◆ Source information ◆
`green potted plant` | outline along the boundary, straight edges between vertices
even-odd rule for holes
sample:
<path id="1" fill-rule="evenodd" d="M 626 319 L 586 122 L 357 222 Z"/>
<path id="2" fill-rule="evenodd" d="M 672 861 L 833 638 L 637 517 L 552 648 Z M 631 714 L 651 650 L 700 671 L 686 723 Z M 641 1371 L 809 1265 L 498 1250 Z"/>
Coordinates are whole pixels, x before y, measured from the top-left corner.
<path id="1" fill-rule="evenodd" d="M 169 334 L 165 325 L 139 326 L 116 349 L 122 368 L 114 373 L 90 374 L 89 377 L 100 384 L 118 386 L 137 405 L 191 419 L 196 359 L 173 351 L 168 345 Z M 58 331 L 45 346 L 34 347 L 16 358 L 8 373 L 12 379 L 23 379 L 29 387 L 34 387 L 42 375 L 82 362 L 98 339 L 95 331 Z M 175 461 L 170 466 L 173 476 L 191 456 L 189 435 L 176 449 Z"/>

◆ Try it ◆
Scan the lines above for "even-odd rule for holes" and for "672 861 L 833". Repeat exactly the line holding each of them and every line in between.

◆ Solution for this exercise ◆
even-odd rule for holes
sample:
<path id="1" fill-rule="evenodd" d="M 626 319 L 586 122 L 357 222 Z"/>
<path id="2" fill-rule="evenodd" d="M 672 861 L 833 638 L 637 517 L 552 648 Z M 631 714 L 651 650 L 700 671 L 686 723 Z M 641 1371 L 809 1265 L 498 1250 Z"/>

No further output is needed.